== Requisitos ==
**1.** Reproduza o trecho da página que começa em "Espanar o pó" e continua até "coloco na lista.".
**2.** Segundo a página, quantos títulos constam da wishlist de quem escreve?

Espanar o pó das estantes não tem apenas uma função de limpeza mas também serve para alimentar este blog - seria de esperar que com uma micro biblioteca a dado ponto não haveria mais nada para fotografar, mas já que não tiro fotos a bonitas paisagens em terras longínquas, então tiro aos meus livros. É o que é. Coloquei os livros por ler numa nova disposição - não parecem assim tantos ou estou a tentar enganar-me a mim própria. Como a Feira do Livro é só em Maio ainda estou na fase em que penso que vou mesmo adquirir os 31 títulos que tenho na whislist. Algumas coisas tem me chamado a atenção ultimamente: noto que a trend dos retelling focados em figuras femininas da mitologia [grega] continua fulgurante. sou uma rapariga simples: vejo um e coloco na lista.
Embora haja um ou outro que tire depois de ler as reviews...Isto de pegar numa história tipicamente falocêntrica e dar-lhe um twist feminista mas depois uma pessoa desavisada vai ler e a personagem feminina tem menos personalidade do que as lesmas no meu quintal e as mulheres odeiam-se todas umas às outras, já tivemos essa experiência no passado e mais não, obrigada. Qual é o ponto? Para isso leio os originais. Também encontrei um retelling do1984 focado na Julia - preciso disto na minha vida sim ou sim? - um volume de contos de terror só de autoras (organizado por Joyce Carol Oates, que tenho de admitir nunca li), mais escritoras latinas e títulos queer.
E foi quando estava a colocar os livros nos seus lugares que notei que tenho mais títulos por ler com a palavra mulher do aquilo que pensava:
- A Mulher - Manual para Mulheres de Limpeza - Se Isto é uma Mulher - Vida de Raparigas e Mulheres - Grandes Mulheres da História - Mulheres Portuguesas - A guerra não Tem Rosto de Mulher - Uma Vindicação dos Direitos da Mulher - Rapariga, Mulher, Outra -
Aqui estão os meus três amores - partilhei esta foto com Leitora Júnior. Mantenho um olho naquilo que ela lê, o que significa que lhe pergunto de tempos a tempos. Não é muito complicado. Mas as respostas podem ser inesperadas - não estava à espera da menção a um livro do Murakami. Recomendação de um funcionário da livraria. Não consigo deixar de imaginar a história de uma livreira que recomenda obras "inapropriadas" às pessoas de propósito - tenho aqui o livro ideal para ler nas suas férias, chama-se A colonial Penal. Sim, é uma comédia.

== Entradas listadas ==
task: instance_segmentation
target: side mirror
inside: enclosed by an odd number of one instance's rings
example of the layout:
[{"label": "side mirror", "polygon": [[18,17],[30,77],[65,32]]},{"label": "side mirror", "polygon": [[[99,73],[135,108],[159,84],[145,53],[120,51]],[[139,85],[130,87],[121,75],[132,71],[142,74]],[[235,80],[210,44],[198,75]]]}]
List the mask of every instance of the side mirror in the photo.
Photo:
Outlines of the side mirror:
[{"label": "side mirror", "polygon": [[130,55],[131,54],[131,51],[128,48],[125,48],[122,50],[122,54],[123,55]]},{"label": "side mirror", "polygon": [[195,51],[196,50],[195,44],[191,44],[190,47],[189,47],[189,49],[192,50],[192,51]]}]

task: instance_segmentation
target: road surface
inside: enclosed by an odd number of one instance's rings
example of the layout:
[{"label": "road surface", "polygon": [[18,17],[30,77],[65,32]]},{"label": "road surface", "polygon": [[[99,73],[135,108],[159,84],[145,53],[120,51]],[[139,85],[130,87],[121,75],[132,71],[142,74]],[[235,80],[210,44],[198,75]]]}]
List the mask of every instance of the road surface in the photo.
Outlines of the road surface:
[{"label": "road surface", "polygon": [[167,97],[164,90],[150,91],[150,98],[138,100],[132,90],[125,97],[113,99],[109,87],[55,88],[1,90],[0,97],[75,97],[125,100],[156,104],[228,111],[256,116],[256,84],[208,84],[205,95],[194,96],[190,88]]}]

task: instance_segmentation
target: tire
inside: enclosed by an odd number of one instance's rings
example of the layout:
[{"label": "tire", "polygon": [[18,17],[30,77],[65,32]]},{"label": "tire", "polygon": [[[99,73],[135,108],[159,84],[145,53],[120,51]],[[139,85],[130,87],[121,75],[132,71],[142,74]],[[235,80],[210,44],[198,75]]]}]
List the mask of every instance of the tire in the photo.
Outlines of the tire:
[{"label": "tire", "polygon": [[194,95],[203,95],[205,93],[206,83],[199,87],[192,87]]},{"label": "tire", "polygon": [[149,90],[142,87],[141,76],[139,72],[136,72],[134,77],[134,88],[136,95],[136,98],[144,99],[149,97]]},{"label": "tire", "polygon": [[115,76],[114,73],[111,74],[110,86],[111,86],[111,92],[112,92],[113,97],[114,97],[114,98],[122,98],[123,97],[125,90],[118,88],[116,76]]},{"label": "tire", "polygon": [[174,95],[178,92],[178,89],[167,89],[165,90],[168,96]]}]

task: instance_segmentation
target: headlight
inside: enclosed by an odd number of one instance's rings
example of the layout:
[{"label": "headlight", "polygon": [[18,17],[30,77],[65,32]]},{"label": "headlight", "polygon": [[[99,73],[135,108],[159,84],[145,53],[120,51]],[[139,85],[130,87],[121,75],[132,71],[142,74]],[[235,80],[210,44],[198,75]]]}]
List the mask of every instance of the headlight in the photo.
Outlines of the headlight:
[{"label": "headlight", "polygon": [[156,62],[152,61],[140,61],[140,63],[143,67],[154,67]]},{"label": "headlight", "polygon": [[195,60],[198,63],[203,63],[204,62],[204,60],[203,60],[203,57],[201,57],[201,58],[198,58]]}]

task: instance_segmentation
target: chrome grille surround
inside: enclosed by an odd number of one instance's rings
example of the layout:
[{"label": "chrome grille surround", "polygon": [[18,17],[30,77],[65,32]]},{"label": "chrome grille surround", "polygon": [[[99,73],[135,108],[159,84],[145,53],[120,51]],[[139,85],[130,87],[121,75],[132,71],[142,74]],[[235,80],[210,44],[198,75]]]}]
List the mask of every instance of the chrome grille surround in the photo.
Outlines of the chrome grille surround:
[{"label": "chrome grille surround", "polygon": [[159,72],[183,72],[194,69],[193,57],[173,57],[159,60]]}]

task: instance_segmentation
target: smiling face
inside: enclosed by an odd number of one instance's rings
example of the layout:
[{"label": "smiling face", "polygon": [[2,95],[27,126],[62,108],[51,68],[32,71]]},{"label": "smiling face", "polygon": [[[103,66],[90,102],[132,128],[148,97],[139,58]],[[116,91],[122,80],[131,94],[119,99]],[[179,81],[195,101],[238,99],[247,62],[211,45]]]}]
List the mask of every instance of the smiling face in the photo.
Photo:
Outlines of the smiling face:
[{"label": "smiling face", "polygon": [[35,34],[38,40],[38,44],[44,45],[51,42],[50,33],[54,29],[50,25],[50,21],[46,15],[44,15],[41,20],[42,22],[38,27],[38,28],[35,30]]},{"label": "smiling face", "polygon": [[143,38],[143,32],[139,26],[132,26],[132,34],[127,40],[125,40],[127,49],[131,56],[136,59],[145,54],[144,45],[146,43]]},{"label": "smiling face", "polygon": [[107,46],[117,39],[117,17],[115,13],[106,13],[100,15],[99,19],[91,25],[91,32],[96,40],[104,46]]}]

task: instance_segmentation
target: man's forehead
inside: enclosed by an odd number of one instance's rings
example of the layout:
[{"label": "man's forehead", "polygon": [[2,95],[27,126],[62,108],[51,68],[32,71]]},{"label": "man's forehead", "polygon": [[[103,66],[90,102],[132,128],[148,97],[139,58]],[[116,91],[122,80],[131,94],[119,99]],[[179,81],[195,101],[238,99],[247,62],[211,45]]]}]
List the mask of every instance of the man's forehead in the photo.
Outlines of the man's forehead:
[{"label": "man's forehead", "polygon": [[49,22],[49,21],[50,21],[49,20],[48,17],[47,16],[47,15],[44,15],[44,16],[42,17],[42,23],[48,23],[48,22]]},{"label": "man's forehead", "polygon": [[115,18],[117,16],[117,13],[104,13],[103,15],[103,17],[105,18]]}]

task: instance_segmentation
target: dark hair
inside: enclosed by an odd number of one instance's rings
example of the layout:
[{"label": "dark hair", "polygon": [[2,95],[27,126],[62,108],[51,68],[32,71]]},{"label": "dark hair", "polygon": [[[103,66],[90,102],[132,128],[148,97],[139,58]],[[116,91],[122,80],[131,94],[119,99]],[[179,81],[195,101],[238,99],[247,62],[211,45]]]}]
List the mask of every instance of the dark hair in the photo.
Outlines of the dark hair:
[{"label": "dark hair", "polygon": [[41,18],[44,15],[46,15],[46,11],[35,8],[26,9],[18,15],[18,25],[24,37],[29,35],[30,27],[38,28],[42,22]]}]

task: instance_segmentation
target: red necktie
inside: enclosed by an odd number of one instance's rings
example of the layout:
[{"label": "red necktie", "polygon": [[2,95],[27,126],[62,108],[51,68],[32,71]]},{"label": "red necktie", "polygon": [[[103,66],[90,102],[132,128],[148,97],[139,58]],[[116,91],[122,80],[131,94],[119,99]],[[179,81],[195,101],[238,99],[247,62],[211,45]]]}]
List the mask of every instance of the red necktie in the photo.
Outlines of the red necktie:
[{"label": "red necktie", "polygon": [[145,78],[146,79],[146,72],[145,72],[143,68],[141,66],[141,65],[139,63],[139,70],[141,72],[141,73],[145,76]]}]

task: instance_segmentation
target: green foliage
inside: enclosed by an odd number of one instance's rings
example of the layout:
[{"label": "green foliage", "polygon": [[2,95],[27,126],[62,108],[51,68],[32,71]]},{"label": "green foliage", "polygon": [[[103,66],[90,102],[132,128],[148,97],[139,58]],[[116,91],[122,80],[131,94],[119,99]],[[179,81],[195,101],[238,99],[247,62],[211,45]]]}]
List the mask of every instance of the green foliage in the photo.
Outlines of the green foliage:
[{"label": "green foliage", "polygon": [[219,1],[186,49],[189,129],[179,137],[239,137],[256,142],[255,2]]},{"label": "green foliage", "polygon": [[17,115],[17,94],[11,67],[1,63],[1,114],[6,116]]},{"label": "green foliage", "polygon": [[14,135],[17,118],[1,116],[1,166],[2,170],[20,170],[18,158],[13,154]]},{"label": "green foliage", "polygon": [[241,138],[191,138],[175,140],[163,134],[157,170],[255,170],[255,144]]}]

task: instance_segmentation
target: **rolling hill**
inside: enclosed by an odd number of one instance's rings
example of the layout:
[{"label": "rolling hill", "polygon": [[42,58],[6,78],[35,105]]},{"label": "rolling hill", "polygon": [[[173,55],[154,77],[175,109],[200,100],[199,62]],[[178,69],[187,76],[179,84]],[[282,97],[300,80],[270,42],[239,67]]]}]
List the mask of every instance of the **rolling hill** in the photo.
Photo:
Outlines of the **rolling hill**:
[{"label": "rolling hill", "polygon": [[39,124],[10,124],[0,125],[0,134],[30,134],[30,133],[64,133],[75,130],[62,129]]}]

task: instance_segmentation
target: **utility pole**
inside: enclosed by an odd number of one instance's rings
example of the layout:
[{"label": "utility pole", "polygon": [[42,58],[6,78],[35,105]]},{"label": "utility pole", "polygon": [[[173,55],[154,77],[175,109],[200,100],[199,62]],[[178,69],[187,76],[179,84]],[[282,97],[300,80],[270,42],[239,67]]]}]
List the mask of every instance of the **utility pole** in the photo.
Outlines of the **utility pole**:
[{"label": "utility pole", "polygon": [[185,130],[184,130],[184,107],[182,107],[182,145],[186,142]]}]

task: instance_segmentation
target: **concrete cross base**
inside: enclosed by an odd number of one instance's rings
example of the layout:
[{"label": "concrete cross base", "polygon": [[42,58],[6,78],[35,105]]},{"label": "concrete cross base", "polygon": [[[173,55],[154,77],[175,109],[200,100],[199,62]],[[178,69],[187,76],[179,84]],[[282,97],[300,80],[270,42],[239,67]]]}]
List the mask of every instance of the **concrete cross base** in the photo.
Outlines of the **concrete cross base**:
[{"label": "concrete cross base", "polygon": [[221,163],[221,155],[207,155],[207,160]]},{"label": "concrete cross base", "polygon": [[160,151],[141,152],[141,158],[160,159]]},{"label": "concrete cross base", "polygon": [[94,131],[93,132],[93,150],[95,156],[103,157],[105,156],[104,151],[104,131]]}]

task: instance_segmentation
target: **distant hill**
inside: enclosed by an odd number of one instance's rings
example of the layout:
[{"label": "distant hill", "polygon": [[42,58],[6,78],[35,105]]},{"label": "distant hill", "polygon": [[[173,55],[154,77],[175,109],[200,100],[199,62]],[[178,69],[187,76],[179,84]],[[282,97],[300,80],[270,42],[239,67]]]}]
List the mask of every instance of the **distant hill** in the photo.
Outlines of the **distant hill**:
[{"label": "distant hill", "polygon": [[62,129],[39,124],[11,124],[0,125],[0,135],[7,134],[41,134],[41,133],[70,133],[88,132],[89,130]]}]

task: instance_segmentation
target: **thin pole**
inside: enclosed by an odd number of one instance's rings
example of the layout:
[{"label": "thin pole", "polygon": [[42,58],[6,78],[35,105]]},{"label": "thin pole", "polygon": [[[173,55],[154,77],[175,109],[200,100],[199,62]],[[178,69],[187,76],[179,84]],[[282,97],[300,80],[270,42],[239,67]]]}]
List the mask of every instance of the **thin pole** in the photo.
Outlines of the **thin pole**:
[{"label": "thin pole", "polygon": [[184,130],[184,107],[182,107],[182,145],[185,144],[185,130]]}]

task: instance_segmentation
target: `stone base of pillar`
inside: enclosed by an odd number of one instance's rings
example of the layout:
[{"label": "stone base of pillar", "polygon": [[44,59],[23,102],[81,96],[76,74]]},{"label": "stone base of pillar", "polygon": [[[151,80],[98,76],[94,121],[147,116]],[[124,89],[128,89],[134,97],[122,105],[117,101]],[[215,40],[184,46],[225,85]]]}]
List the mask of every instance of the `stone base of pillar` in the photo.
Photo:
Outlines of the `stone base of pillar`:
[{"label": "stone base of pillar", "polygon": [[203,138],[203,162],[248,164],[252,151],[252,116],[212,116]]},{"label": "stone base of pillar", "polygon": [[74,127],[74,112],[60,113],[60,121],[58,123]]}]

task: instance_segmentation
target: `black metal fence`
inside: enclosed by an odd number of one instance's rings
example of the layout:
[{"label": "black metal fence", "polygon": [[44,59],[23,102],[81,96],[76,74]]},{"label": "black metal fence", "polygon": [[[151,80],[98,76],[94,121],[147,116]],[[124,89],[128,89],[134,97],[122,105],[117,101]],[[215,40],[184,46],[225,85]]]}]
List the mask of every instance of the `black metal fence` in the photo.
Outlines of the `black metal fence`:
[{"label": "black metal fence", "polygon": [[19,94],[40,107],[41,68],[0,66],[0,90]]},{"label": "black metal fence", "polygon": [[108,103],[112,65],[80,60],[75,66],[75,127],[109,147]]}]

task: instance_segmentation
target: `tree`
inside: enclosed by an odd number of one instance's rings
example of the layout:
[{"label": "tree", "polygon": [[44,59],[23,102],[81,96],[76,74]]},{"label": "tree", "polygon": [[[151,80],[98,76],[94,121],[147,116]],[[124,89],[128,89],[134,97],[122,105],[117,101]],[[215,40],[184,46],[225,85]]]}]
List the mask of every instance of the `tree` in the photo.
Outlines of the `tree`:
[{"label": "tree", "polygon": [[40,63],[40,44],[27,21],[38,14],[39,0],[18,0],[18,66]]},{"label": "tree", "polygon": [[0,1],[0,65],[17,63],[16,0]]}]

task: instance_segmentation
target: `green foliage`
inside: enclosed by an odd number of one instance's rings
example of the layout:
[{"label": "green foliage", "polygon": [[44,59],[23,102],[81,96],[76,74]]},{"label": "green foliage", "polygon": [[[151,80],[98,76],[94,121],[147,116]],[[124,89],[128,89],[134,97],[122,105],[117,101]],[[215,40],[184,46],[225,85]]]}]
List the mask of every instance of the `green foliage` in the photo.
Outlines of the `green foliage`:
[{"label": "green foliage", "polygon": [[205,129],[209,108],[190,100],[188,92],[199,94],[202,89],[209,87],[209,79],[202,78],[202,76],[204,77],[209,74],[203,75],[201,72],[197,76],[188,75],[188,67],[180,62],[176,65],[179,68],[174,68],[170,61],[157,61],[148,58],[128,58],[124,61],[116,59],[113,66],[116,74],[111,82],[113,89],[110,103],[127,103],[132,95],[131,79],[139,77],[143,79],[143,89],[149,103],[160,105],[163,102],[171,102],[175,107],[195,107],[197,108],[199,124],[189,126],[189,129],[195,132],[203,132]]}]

== Soluções por ordem ==
**1.**
Espanar o pó das estantes não tem apenas uma função de limpeza mas também serve para alimentar este blog - seria de esperar que com uma micro biblioteca a dado ponto não haveria mais nada para fotografar, mas já que não tiro fotos a bonitas paisagens em terras longínquas, então tiro aos meus livros. É o que é. Coloquei os livros por ler numa nova disposição - não parecem assim tantos ou estou a tentar enganar-me a mim própria. Como a Feira do Livro é só em Maio ainda estou na fase em que penso que vou mesmo adquirir os 31 títulos que tenho na whislist. Algumas coisas tem me chamado a atenção ultimamente: noto que a trend dos retelling focados em figuras femininas da mitologia [grega] continua fulgurante. sou uma rapariga simples: vejo um e coloco na lista.

**2.** 31 títulos.